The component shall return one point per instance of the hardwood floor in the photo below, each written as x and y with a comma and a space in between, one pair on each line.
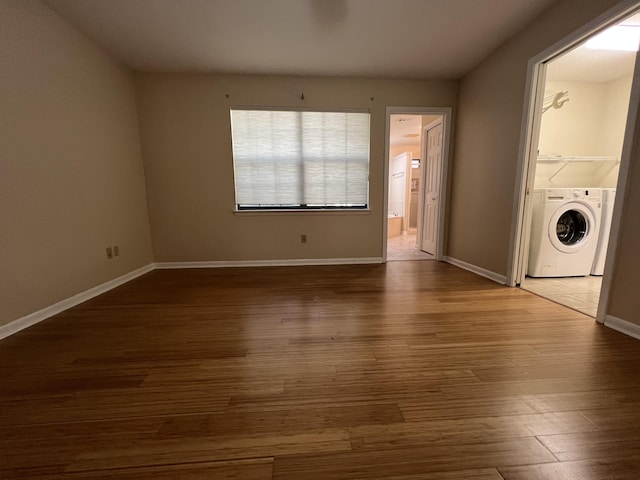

* * *

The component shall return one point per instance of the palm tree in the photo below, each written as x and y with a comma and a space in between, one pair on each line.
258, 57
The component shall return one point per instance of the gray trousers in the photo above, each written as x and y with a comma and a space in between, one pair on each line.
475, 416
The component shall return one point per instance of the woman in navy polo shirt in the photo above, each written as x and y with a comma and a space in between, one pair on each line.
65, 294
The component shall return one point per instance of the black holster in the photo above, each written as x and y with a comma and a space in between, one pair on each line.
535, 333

The task: Gather every line in the records that contains the word "each", and copy those lines out in full.

Correct answer:
The component shall return one point per instance of the hardwood floor in the photo below, each written as x and y with a comma and a space in between, one pair on each line.
The component shall return one point per instance of the palm tree in the photo below, each written as x and y with a comma and a space in between, one pair on each line.
The component shall return one point per instance of the gray trousers in the photo above, each written as x and y with a comma and a space in between, one pair on each line.
The component shall return one point per instance of the woman in navy polo shirt in the photo above, each written as x and y with a comma and a space in between, one pair on each line.
The component shall return one point per instance of the black holster in the photo above, each written as x and y with a comma and a space in between, one pair on each line.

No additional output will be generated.